## [Coordinate annotation entries]
══════════════════════════════
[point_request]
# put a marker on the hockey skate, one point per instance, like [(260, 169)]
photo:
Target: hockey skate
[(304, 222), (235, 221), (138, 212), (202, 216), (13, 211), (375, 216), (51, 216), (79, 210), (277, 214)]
══════════════════════════════
## [Your instructions]
Reproduce the data above line for line, leaving every character unchanged.

## [Reply]
[point_request]
# put a marker on the hockey skate, one point per instance, like [(260, 169)]
photo:
Target: hockey skate
[(304, 222), (235, 221), (138, 212), (202, 216), (13, 211), (375, 216), (51, 216), (79, 210), (277, 214)]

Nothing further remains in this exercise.